-- begin --

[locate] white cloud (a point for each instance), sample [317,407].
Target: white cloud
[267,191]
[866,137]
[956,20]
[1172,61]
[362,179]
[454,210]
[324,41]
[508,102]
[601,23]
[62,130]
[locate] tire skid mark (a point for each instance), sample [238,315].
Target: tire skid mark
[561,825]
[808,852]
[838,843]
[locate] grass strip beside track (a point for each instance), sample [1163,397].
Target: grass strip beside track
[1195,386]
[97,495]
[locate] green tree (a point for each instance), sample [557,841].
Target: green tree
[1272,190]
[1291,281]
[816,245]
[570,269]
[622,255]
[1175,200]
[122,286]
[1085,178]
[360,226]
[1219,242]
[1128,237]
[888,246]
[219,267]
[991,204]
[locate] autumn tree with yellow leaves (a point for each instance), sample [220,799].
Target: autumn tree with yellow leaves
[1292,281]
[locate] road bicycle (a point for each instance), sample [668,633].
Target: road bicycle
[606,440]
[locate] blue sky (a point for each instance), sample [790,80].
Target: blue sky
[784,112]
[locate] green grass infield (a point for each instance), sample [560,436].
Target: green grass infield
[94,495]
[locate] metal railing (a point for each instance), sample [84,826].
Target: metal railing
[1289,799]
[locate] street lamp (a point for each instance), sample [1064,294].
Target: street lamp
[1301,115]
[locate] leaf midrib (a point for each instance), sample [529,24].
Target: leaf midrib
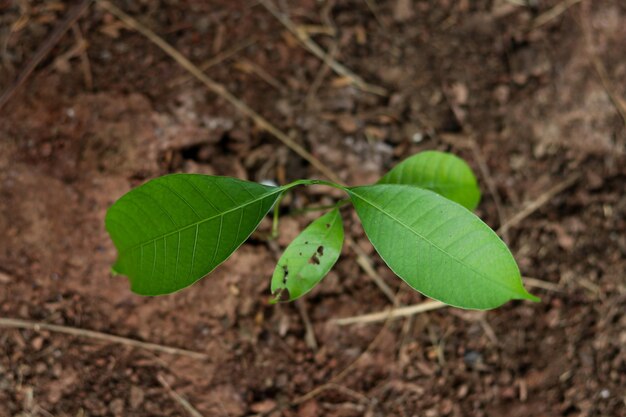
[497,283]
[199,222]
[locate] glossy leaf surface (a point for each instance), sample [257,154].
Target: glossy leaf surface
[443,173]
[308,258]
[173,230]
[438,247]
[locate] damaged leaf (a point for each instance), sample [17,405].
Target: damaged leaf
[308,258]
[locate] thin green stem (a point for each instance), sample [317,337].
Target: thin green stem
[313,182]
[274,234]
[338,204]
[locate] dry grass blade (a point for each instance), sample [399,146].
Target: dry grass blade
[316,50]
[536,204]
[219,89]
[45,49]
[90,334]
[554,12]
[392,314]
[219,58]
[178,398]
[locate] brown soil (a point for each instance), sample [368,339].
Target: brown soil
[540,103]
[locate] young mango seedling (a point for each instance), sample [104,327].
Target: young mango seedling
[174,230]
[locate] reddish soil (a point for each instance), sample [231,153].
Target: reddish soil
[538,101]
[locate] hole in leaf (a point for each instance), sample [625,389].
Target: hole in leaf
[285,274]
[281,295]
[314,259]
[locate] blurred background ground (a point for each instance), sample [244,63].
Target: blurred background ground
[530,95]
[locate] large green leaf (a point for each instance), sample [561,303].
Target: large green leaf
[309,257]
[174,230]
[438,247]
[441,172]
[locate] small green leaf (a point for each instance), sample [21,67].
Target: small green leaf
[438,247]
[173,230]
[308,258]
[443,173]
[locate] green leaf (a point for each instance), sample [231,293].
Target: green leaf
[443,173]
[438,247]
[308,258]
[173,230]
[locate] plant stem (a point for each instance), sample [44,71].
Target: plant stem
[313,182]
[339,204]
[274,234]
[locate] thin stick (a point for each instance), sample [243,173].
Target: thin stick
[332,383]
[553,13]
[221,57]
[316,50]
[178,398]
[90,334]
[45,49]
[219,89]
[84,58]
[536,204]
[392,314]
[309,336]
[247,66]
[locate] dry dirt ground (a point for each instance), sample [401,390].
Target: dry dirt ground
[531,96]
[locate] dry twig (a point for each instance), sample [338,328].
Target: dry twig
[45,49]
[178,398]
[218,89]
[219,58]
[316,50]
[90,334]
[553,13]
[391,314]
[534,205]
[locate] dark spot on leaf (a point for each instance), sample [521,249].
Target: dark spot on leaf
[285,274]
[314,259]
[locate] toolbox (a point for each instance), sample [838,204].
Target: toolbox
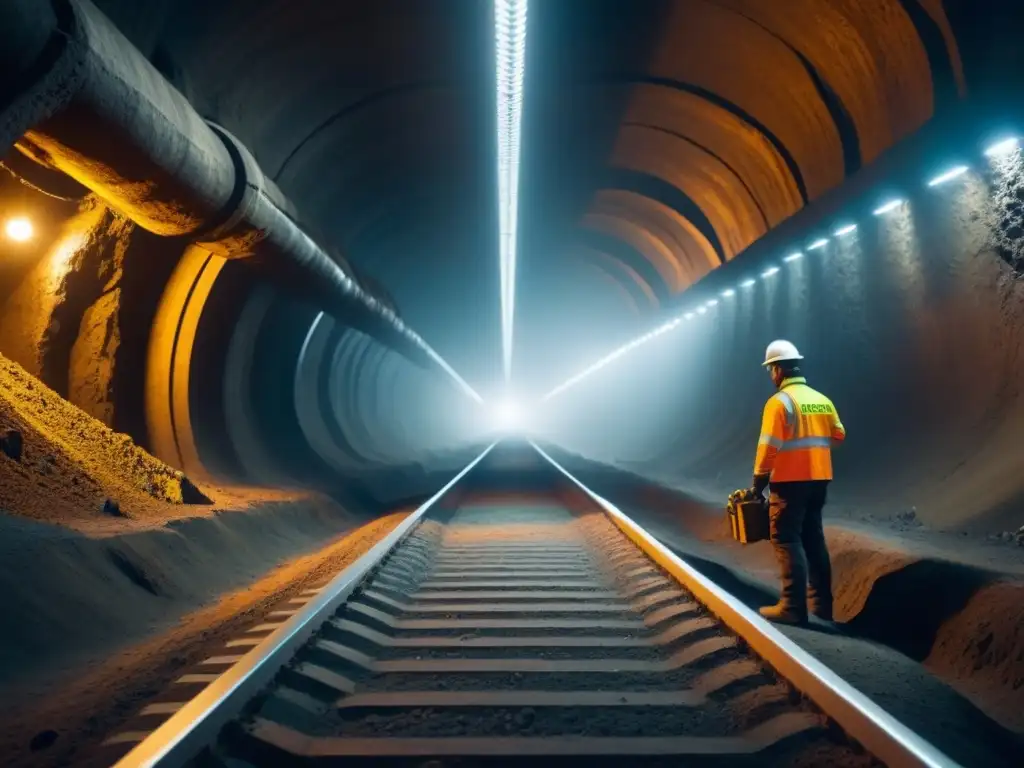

-- end --
-- begin --

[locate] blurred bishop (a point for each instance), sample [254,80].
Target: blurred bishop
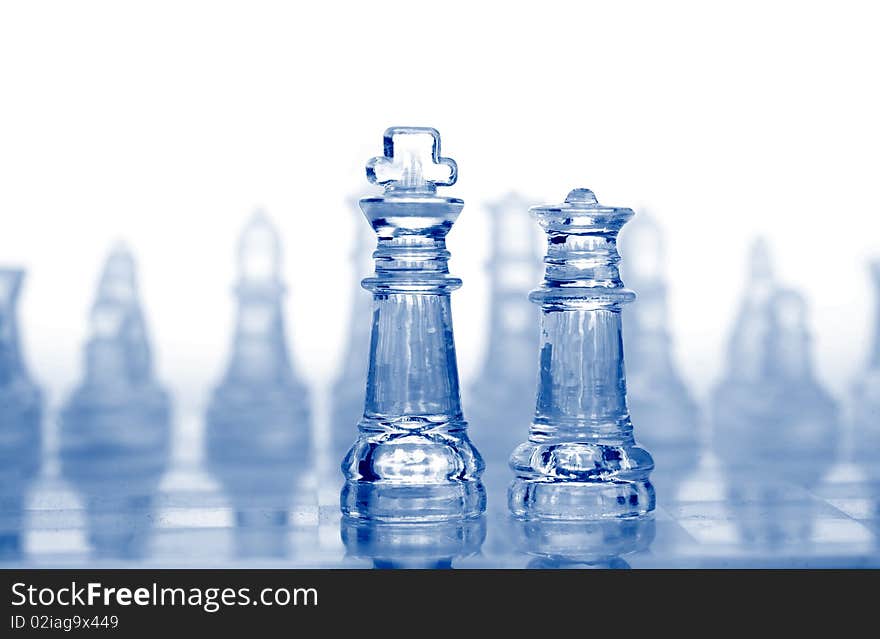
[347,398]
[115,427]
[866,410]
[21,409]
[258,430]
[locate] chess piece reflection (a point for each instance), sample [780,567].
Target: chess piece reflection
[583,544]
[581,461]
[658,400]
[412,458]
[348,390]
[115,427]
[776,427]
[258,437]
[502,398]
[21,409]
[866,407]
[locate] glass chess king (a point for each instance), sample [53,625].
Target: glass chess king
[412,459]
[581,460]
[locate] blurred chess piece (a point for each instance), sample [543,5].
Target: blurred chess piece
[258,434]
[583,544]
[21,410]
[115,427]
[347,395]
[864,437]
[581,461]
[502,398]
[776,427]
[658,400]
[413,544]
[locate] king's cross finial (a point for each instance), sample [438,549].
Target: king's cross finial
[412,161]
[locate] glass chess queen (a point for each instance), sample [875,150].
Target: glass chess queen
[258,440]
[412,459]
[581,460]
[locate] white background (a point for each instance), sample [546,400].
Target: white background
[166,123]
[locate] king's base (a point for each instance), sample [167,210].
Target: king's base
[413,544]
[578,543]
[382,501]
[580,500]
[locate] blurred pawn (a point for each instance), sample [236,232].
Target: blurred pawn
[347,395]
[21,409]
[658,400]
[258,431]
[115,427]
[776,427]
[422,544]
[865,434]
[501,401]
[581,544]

-- end --

Rewrite the listing from the line holding "[locate] large green" through the line holding "Target: toolbox", both included, with "stick" replaced by "rod" and nothing else changed.

[locate] large green leaf (a point for each instance), sample [561,303].
Target: large green leaf
[309,257]
[174,230]
[438,247]
[441,172]
[locate] small green leaf (a point for each instance), sample [21,67].
Target: small green leaf
[438,247]
[173,230]
[308,258]
[443,173]
[locate] green leaf (a point for each instance), sample [231,293].
Target: green leaf
[443,173]
[438,247]
[308,258]
[173,230]
[locate] plant stem (a point for each instance), sample [44,71].
Target: plant stem
[313,182]
[339,204]
[274,234]
[locate] thin rod (a point for each instance), sample [243,173].
Target: thin rod
[332,383]
[553,13]
[221,57]
[316,50]
[178,398]
[90,334]
[45,49]
[219,89]
[84,58]
[536,204]
[392,314]
[309,336]
[247,66]
[locate] dry dirt ground (a point for each instance), sample [401,390].
Target: dry dirt ground
[531,96]
[locate] dry twig (a point for each instance), sample [338,328].
Target: dry twig
[45,49]
[178,398]
[218,89]
[219,58]
[316,50]
[90,334]
[553,13]
[391,314]
[534,205]
[locate] dark spot on leaf (a point for each instance), sample [521,249].
Target: dark spot on leaf
[285,274]
[314,259]
[locate] toolbox (a point for each instance), sample [838,204].
Target: toolbox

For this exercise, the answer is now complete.